*** Begin section ***
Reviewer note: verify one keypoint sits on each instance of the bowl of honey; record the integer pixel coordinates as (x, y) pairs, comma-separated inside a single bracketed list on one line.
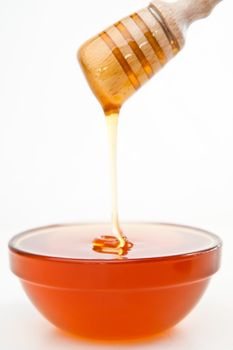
[(105, 296)]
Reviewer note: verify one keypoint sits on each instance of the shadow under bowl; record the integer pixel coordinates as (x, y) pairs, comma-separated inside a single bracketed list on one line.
[(108, 297)]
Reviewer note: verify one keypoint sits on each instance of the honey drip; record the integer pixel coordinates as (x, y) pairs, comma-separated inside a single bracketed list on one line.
[(118, 243), (116, 63)]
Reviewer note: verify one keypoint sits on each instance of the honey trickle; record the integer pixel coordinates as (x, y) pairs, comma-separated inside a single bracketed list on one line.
[(118, 243), (119, 60)]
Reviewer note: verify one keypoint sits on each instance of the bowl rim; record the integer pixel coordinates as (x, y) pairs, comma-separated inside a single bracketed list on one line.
[(14, 239)]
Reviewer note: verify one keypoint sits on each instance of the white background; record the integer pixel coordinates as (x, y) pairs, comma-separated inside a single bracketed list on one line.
[(175, 152)]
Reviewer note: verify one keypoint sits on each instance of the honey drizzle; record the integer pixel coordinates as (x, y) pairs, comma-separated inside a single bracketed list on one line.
[(117, 244)]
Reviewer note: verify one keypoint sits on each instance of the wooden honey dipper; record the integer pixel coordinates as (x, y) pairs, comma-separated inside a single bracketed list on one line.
[(122, 58)]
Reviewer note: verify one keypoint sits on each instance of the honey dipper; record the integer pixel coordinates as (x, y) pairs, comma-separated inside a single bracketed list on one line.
[(122, 58)]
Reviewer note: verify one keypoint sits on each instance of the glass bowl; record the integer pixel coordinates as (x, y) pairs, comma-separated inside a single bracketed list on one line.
[(111, 297)]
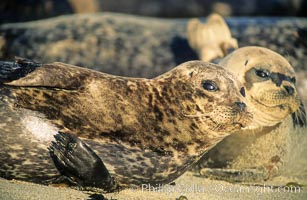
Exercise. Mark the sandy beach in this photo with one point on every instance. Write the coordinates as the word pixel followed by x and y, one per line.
pixel 188 186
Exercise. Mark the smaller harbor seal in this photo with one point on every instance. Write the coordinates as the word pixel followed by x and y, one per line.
pixel 211 40
pixel 271 94
pixel 108 131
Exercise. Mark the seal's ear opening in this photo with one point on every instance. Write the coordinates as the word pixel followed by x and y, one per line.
pixel 299 117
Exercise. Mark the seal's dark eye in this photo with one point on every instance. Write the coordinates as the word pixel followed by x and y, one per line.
pixel 263 74
pixel 209 85
pixel 293 80
pixel 242 91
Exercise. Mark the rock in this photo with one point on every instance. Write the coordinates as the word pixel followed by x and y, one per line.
pixel 17 11
pixel 138 46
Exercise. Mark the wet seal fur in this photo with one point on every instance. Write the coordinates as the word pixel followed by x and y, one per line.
pixel 108 131
pixel 256 152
*** End section ***
## Activity
Look above for the line containing "Exercise. Mark the rock", then transcribe it and all lines after it through the last, exactly and with nothing else.

## Response
Exercise. Mark the rock in this photo with one point on every instance. Write the coordinates as the word pixel followed by x and y, one per line.
pixel 17 11
pixel 138 46
Exercise. Mark the wet seal fur in this photo with one point on every instance. Write the coordinates as the word pixel followed by x and y, one per line.
pixel 108 131
pixel 256 152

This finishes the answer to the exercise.